Dataset excerpts on object pointing:
════════════════

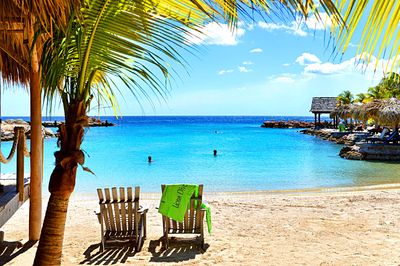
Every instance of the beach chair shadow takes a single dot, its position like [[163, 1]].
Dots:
[[9, 250], [113, 255], [179, 250]]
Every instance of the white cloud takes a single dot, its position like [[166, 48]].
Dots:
[[283, 79], [247, 63], [307, 58], [244, 69], [313, 23], [372, 68], [288, 78], [256, 50], [293, 28], [223, 72], [215, 34], [300, 26]]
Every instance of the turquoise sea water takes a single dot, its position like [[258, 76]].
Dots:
[[249, 157]]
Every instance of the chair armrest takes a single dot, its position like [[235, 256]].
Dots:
[[98, 214], [143, 209]]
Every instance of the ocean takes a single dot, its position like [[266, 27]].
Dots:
[[248, 157]]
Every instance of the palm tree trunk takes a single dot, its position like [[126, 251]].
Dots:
[[62, 184]]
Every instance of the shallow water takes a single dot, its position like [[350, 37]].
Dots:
[[249, 157]]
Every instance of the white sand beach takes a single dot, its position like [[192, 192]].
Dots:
[[264, 228]]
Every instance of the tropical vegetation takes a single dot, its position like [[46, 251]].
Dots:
[[86, 45], [135, 42], [388, 87]]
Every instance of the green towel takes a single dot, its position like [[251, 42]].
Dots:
[[175, 201]]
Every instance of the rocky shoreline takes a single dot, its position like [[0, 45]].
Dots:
[[93, 122], [346, 138], [291, 124], [7, 127]]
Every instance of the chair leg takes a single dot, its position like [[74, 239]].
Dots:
[[102, 245]]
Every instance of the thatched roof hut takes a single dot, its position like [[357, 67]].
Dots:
[[343, 111], [18, 21], [19, 64], [389, 113], [323, 105], [368, 111]]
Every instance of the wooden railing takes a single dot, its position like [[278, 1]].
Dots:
[[19, 146]]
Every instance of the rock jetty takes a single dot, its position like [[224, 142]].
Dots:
[[371, 151], [7, 129], [287, 124], [93, 122]]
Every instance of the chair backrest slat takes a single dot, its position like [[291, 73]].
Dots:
[[186, 221], [136, 216], [122, 206], [130, 211], [193, 216], [198, 209], [115, 204], [109, 209], [103, 209], [120, 212]]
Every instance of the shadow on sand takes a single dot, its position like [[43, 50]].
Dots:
[[114, 255], [11, 250], [178, 251]]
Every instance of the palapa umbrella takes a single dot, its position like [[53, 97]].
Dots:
[[389, 113], [369, 110]]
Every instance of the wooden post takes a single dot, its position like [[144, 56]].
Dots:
[[20, 162], [35, 207], [315, 120]]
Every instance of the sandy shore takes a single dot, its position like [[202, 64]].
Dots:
[[265, 228]]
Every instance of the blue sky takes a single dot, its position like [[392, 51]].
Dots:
[[264, 68]]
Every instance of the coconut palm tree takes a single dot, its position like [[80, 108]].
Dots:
[[131, 41], [79, 48], [345, 98], [391, 84]]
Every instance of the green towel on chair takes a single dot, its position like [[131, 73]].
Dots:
[[175, 201]]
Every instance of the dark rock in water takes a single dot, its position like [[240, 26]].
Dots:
[[351, 153], [7, 129], [287, 124]]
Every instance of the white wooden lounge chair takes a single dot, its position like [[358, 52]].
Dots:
[[121, 217], [192, 223]]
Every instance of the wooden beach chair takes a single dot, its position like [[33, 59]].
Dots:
[[192, 223], [121, 217]]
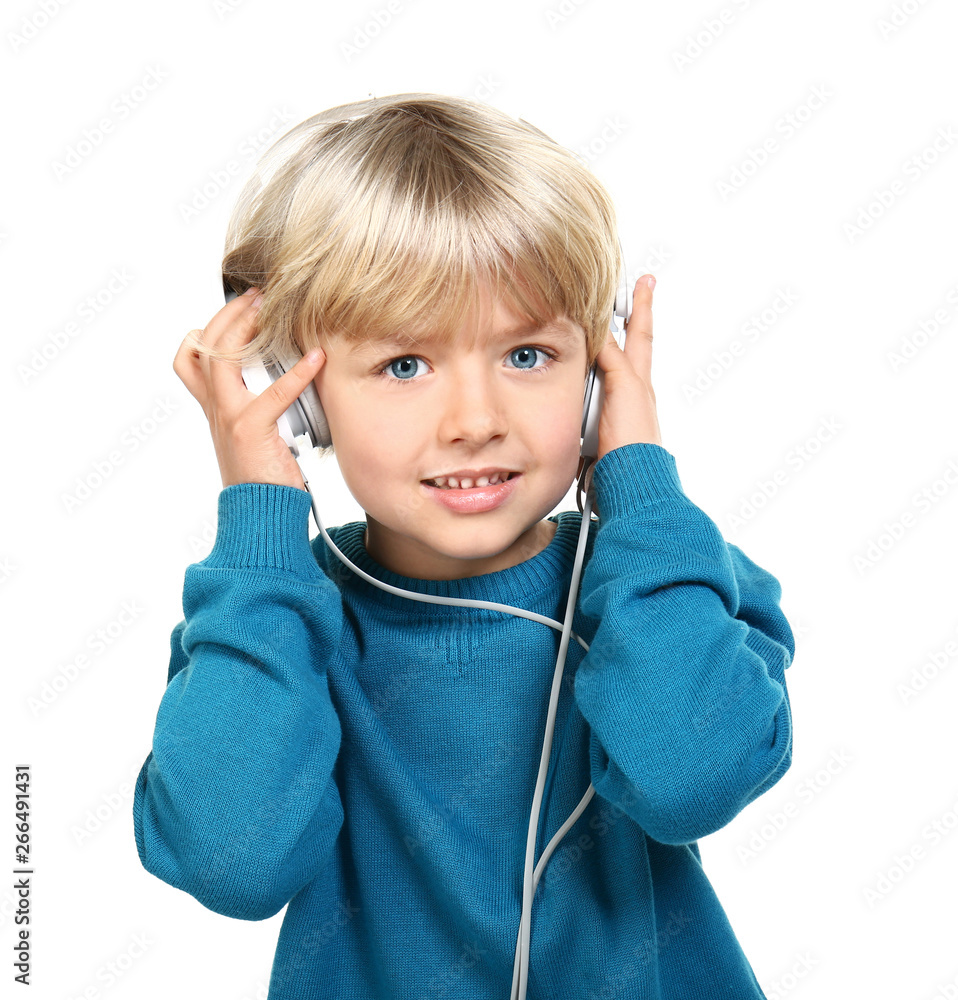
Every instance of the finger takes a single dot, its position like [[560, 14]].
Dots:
[[272, 403], [225, 379], [186, 364], [638, 341]]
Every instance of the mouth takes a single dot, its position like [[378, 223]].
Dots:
[[466, 483]]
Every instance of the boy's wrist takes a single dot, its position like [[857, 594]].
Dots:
[[634, 476], [263, 525]]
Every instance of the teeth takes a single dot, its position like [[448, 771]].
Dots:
[[453, 483]]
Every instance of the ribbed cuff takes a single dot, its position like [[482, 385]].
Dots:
[[263, 525], [634, 476]]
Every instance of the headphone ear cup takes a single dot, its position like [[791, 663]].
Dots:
[[310, 408], [316, 417]]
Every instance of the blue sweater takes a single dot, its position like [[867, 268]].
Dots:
[[370, 761]]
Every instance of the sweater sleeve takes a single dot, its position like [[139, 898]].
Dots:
[[236, 803], [683, 687]]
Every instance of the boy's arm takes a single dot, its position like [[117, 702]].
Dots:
[[684, 686], [236, 803]]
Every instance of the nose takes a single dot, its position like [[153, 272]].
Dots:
[[473, 408]]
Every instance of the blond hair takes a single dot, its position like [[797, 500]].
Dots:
[[385, 216]]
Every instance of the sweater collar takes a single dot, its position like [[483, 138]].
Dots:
[[544, 575]]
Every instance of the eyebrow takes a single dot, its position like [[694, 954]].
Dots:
[[559, 329]]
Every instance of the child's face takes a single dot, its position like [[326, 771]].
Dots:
[[400, 415]]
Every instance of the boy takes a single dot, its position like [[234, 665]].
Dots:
[[370, 761]]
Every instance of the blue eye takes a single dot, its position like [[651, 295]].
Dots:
[[403, 368], [525, 357]]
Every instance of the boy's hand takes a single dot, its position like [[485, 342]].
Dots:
[[628, 411], [243, 425]]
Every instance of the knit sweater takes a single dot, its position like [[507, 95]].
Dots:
[[371, 761]]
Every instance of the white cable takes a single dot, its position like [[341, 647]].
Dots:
[[520, 974], [304, 450]]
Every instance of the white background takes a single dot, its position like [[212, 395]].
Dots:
[[843, 239]]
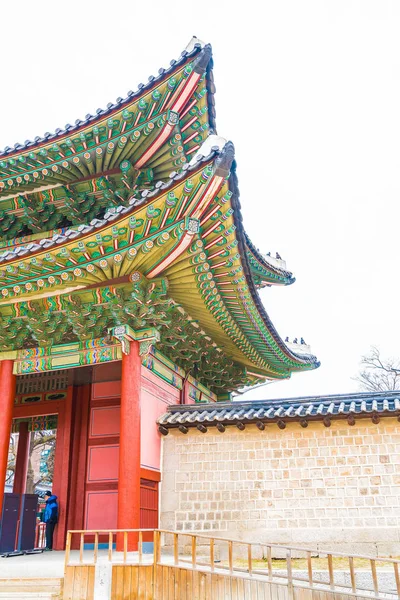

════════════════

> _SET PROBLEM_
Reproduce the items above verbatim, omitting the pictures.

> _ANSWER TO THE EXERCISE_
Every instance of the beach chair shadow takes a single dot, its position like [[163, 1]].
Dots:
[[9, 250], [113, 255], [179, 250]]
Every instance of the white cloud takes a single dot, its position like [[166, 48]].
Dots:
[[283, 79], [247, 63], [307, 58], [244, 69], [313, 23], [372, 68], [288, 78], [256, 50], [293, 28], [223, 72], [215, 34], [300, 26]]
Every instance of the turquoise sea water takes a single dot, its position like [[258, 76]].
Dots:
[[249, 157]]
Every instance of the chair armrest takes a single dot, its position like [[235, 256]].
Dots:
[[98, 214], [143, 209]]
Every instance of the ocean takes a single dot, its position like [[266, 27]].
Dots:
[[248, 157]]
Every instance of the palm tree trunk takes a single dot, its position like [[126, 251]].
Dots:
[[62, 184]]
Every instance of the shallow water takes a single dot, its position like [[350, 37]].
Dots:
[[249, 157]]
Every instance of the white sand beach takes a single dot, its position like [[192, 192]].
Dots:
[[264, 228]]
Every instance of the tropical vegetation takes a single dot, its position like [[46, 251]].
Dots:
[[86, 45], [135, 42], [388, 87]]
Every instance of the green towel takes a single dot, its position like [[251, 42]].
Dots:
[[175, 201]]
Every instance of the rocky shoreline takes a single dot, its position like [[0, 45]].
Dots:
[[93, 122], [346, 138], [291, 124], [7, 127]]
Every instance of the chair leg takes a single dot, its position like [[74, 239]].
Dots:
[[102, 245]]
Every instance of the thatched roof hut takes a single dot, its position like [[357, 67]].
Dots:
[[343, 111], [18, 21], [19, 64], [389, 113], [323, 105], [368, 111]]
Every instance of the wooden railing takes a single dot, its position like [[278, 1]].
Dots:
[[19, 146]]
Every instance of the rock jetty takes a single dot, its position like [[224, 142]].
Dots:
[[371, 151], [7, 129], [287, 124], [93, 122]]
Every instance of the chair backrest slat takes a single dot, its position like [[291, 73]].
Dots:
[[186, 221], [136, 216], [122, 206], [130, 211], [193, 216], [198, 209], [115, 204], [109, 209], [103, 209], [120, 212]]
Every instance of the shadow on sand takes a single dot, its position like [[43, 50]].
Dots:
[[114, 255], [11, 250], [178, 251]]
Every instance of the palapa umbrella takes a single dot, its position like [[53, 97]].
Dots:
[[389, 113], [369, 110]]
Every instance of the wooden post takes a single dot, its position like [[144, 56]].
Dots:
[[20, 162], [35, 207], [315, 120]]
Every instance of the sandy shore takes a single dot, its position like [[202, 64]].
Dots:
[[265, 228]]
Every instance of the blue sky takes a single dot, its position like [[392, 51]].
Dots:
[[264, 68]]
Every instance of the coconut palm tree takes a single dot, its position like [[80, 108]].
Dots:
[[131, 41], [79, 48], [345, 98], [391, 84]]
Every instance of the green towel on chair takes a single dot, its position like [[131, 73]].
Dots:
[[175, 201]]
Every instance of the dark rock in water takes a single dot, its position like [[240, 26]].
Dots:
[[351, 153], [7, 129], [287, 124]]
Every instance of the white wooden lounge chair takes a single dot, its position like [[358, 52]].
Dots:
[[121, 217], [192, 223]]
Every instance of the wooden beach chair takes a single dot, its position like [[33, 59]].
Dots:
[[192, 223], [121, 217]]
Every instance of the finger takes a single dot, its position like [[560, 14]].
Dots:
[[272, 403], [225, 379], [186, 364], [638, 341]]
Every instance of the mouth takes a single dot, its position like [[378, 223]].
Dots:
[[466, 483]]
Every instance of the boy's wrist takes a single dot, its position like [[857, 594]].
Dots:
[[634, 476], [263, 525]]
Every instance of the teeth takes a single dot, its position like [[448, 771]].
Dots:
[[453, 483]]
Every instance of the ribbed cuff takes a single dot, its position like [[482, 385]].
Dots:
[[263, 525], [634, 476]]
Every instance of the headphone ear cup takes a single dot, its position like [[791, 663]].
Dots:
[[310, 408], [316, 417]]
Every instance of the blue sweater takes a single dot, its position like [[867, 268]].
Dots:
[[370, 761]]
Every instance of the sweater sleeve takes a single dot, its position like [[139, 898]].
Dots:
[[236, 803], [683, 687]]
Every instance of the boy's arm takes a single dot, its position like [[117, 702]].
Dots:
[[684, 686], [236, 803]]
Every instance of the nose takes a single dot, its position like [[153, 272]].
Dots:
[[473, 408]]
Every instance of the blond hair takes a single dot, its position like [[797, 500]].
Dots:
[[385, 216]]
Every instance of the sweater collar takes a single dot, its position like [[483, 138]].
Dots:
[[544, 575]]
Every instance of the eyebrow takes a single dot, its position like [[694, 954]].
Dots:
[[559, 329]]
Every instance of the child's face takes a single dot, its position like [[326, 771]].
Dots:
[[400, 415]]
Every instance of the boy takes a single dot, its position like [[234, 665]].
Dots:
[[370, 761]]
Every instance of the blue eye takes a single dot, its position like [[651, 295]].
Dots:
[[403, 368], [525, 357]]
Every instance of the boy's hand takes a single dot, its position like [[485, 342]].
Dots:
[[628, 411], [243, 425]]
Every instance of the knit sweater takes a single dot, its position like [[507, 95]].
Dots:
[[371, 761]]
Every instance of the white cable takes a single dot, its position like [[341, 647]].
Dots:
[[520, 974], [304, 450]]
Every instance of the white background takes a single dot, its position like [[212, 395]].
Dots:
[[843, 239]]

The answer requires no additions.